-- begin Given text --

THE REVENANT (Fox)
Dir. Alejandro G. Inarritu, Script. Mark L. Smith & Alejandro G. Inarritu
Cast: Leonardo DiCaprio, Tom Hardy
Plot: In frontier-era America, fur trapper Hugh Glass seeks revenge on the men who left him for dead in the brutal wilderness.
To a film nerd like me, the pitch for this period epic is tantalising. Take the Mexican auteur behind last year’s Best Picture, Birdman, add back-to-back Oscar winning cinematographer Emmanuel Lubezki, and just to cap it all hire a Leonardo DiCaprio so hell-bent on convincing the Academy he is worthy of one that he’ll put himself through anything. Then, in the days before its release, The Revenant wins Best Picture at the Golden Globes, and it racks up no fewer than TWELVE Oscar nominations, the highest in this year’s field. Can you imagine me quietly screaming in the corner?
HUGH GLASS (LEONARDO DICAPRIO) AND OTHER MEMBERS OF HIS HUNTING PARTY ESCAPE A VICIOUS AMBUSH
Last night I was scared that, if The Revenant didn’t turn out to be the movie it looked like it could be, I’d have to be the bad-news bear (not the last mention of bears in this review). But I don’t need to be – because this movie is nothing short of staggering. From the first frame, you find yourself plunged into the uncharted forests, barren, brutal and, in the hands of director Alejandro G. Inarritu and through the lens of cinematographer Lubezki, jaw-droppingly beautiful.

-- end Given text --
-- begin Record excerpts --

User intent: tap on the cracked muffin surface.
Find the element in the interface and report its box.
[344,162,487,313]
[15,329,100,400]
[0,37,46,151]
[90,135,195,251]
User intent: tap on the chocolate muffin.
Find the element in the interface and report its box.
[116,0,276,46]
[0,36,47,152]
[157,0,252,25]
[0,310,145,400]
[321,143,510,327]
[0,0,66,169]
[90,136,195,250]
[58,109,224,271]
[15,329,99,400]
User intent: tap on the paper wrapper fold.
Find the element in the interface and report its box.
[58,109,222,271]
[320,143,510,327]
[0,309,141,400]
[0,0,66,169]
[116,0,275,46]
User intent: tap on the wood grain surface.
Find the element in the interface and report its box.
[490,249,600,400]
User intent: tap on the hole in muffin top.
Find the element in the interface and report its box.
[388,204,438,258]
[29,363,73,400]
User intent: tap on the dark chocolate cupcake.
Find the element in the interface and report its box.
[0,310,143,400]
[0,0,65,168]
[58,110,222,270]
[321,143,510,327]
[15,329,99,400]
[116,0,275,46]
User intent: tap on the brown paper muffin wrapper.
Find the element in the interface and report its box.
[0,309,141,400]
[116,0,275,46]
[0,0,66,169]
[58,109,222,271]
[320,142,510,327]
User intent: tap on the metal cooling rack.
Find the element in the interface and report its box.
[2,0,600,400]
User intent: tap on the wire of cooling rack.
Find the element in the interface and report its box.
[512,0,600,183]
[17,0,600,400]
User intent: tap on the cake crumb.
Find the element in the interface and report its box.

-- end Record excerpts --

> Challenge: According to the review of The Revenant, how many Oscar nominations did the film receive?

> Result of the exercise: Twelve, the highest in that year's field.